- WHAT IS ASKED -
Rewrite the items as a Markdown table, starting at the line that contains "[trace] plant stem" and ending at the last line of the items. Use the columns n and Line, and leave out blank lines.

[Records]
┄┄┄┄┄┄┄┄┄┄┄┄┄┄┄┄┄┄┄┄
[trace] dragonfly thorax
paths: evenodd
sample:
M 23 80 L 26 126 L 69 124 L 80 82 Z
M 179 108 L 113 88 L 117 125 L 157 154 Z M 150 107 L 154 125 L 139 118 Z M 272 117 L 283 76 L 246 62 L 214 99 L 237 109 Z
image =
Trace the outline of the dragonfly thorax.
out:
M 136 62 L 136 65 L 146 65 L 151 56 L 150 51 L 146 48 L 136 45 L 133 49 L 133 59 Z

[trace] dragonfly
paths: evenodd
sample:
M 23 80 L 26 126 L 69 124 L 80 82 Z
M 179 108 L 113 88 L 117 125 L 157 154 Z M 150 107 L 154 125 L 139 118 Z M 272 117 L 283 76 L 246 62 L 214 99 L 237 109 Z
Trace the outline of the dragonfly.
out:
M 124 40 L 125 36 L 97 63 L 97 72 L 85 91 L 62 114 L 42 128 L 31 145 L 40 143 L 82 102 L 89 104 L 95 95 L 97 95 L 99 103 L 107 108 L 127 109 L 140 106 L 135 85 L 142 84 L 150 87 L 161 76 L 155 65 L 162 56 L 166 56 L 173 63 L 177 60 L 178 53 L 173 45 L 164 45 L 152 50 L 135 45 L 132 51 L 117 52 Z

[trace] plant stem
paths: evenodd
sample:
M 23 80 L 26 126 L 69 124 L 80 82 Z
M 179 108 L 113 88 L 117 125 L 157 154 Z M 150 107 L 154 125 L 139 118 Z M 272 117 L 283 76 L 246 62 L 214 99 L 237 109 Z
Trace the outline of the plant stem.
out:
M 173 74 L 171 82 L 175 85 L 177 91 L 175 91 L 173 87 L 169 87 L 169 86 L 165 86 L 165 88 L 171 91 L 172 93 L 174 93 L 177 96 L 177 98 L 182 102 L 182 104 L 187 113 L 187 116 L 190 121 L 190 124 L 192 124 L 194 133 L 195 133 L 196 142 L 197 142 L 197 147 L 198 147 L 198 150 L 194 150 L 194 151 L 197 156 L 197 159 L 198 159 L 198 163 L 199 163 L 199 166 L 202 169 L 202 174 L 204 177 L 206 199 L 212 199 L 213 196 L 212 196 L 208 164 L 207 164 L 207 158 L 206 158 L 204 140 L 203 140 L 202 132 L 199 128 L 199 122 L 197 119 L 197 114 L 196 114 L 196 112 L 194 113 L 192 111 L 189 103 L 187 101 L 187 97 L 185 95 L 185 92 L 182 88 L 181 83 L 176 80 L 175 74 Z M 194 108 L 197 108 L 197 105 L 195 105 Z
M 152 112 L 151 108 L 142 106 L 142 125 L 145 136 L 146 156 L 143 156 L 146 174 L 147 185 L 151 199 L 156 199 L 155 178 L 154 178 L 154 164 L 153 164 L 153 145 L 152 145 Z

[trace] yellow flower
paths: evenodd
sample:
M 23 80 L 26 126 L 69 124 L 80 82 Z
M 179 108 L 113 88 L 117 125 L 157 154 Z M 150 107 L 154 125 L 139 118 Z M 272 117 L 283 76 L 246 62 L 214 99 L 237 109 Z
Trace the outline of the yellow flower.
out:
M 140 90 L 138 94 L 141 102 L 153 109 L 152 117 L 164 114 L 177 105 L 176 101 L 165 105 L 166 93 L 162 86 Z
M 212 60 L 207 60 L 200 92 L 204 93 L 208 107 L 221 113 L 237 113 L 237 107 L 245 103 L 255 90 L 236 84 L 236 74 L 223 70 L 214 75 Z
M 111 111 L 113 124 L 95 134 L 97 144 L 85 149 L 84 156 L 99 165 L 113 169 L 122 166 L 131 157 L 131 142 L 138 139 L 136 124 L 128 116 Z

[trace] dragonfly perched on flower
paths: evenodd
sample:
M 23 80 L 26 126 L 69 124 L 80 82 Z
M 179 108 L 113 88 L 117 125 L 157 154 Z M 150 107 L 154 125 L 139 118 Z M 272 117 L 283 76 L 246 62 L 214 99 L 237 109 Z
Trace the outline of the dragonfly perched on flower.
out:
┄┄┄┄┄┄┄┄┄┄┄┄┄┄┄┄┄┄┄┄
- OUTPUT BELOW -
| n | Line |
|---|---|
| 1 | [trace] plant stem |
| 2 | paths: evenodd |
| 3 | sample: |
| 4 | M 23 80 L 26 126 L 69 124 L 80 82 Z |
| 5 | M 179 108 L 113 88 L 117 125 L 157 154 Z M 150 107 L 154 125 L 139 118 Z M 272 117 L 283 76 L 246 62 L 214 99 L 237 109 Z |
| 6 | Trace the outline of the plant stem. |
| 7 | out: |
| 8 | M 173 74 L 171 82 L 175 85 L 177 91 L 175 91 L 173 87 L 169 87 L 169 86 L 165 86 L 165 88 L 171 91 L 172 93 L 174 93 L 177 96 L 177 98 L 182 102 L 182 104 L 187 113 L 187 116 L 190 121 L 190 124 L 192 124 L 194 133 L 195 133 L 196 142 L 197 142 L 197 147 L 198 147 L 198 150 L 194 150 L 194 151 L 197 156 L 197 159 L 198 159 L 198 163 L 199 163 L 199 166 L 202 169 L 202 174 L 204 177 L 206 199 L 212 199 L 213 196 L 212 196 L 208 164 L 207 164 L 207 158 L 206 158 L 204 140 L 203 140 L 202 132 L 199 128 L 199 122 L 197 119 L 197 114 L 196 114 L 196 112 L 194 113 L 192 111 L 189 103 L 187 101 L 187 97 L 185 95 L 185 92 L 182 88 L 181 83 L 176 80 L 175 74 Z M 194 108 L 197 108 L 197 105 L 195 105 Z |
| 9 | M 152 112 L 151 108 L 142 106 L 142 125 L 145 136 L 146 156 L 143 156 L 146 174 L 147 185 L 151 199 L 156 199 L 155 178 L 154 178 L 154 164 L 153 164 L 153 145 L 152 145 Z |
| 10 | [trace] yellow flower |
| 11 | paths: evenodd |
| 12 | sample: |
| 13 | M 23 80 L 26 126 L 69 124 L 80 82 Z |
| 14 | M 179 108 L 113 88 L 117 125 L 157 154 Z M 150 107 L 154 125 L 139 118 Z M 272 117 L 283 76 L 246 62 L 214 99 L 237 109 Z |
| 15 | Trace the outline of the yellow flower. |
| 16 | out: |
| 17 | M 140 90 L 138 94 L 141 102 L 153 109 L 152 117 L 164 114 L 177 105 L 176 101 L 165 105 L 166 93 L 162 86 Z |
| 18 | M 212 60 L 207 60 L 200 92 L 204 93 L 208 107 L 221 113 L 237 113 L 237 107 L 245 103 L 255 90 L 236 84 L 236 74 L 223 70 L 214 75 Z |
| 19 | M 111 111 L 113 124 L 95 134 L 97 144 L 85 149 L 84 156 L 99 165 L 113 169 L 122 166 L 131 157 L 131 142 L 138 139 L 136 124 L 128 116 Z |
| 20 | [trace] dragonfly perched on flower |
| 21 | paths: evenodd |
| 22 | sample: |
| 23 | M 23 80 L 26 126 L 69 124 L 80 82 Z |
| 24 | M 179 108 L 113 88 L 117 125 L 157 154 Z M 150 107 L 154 125 L 139 118 Z M 272 117 L 283 76 L 246 62 L 214 99 L 237 109 Z |
| 25 | Trace the outline of the dragonfly perched on flower. |
| 26 | out: |